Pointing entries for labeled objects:
══════
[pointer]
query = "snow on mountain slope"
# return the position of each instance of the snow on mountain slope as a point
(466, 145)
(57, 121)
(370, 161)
══════
## TO BE DONE:
Rescale the listing above: reproduce every line, requests included, with each coordinate in the answers multiplied by 1.75 and rounded to a whole number, halves rounded up.

## TASK ANSWER:
[pointer]
query = "snow on mountain slope"
# return the position of each instance of the snow on mountain slope as a point
(816, 254)
(100, 212)
(648, 282)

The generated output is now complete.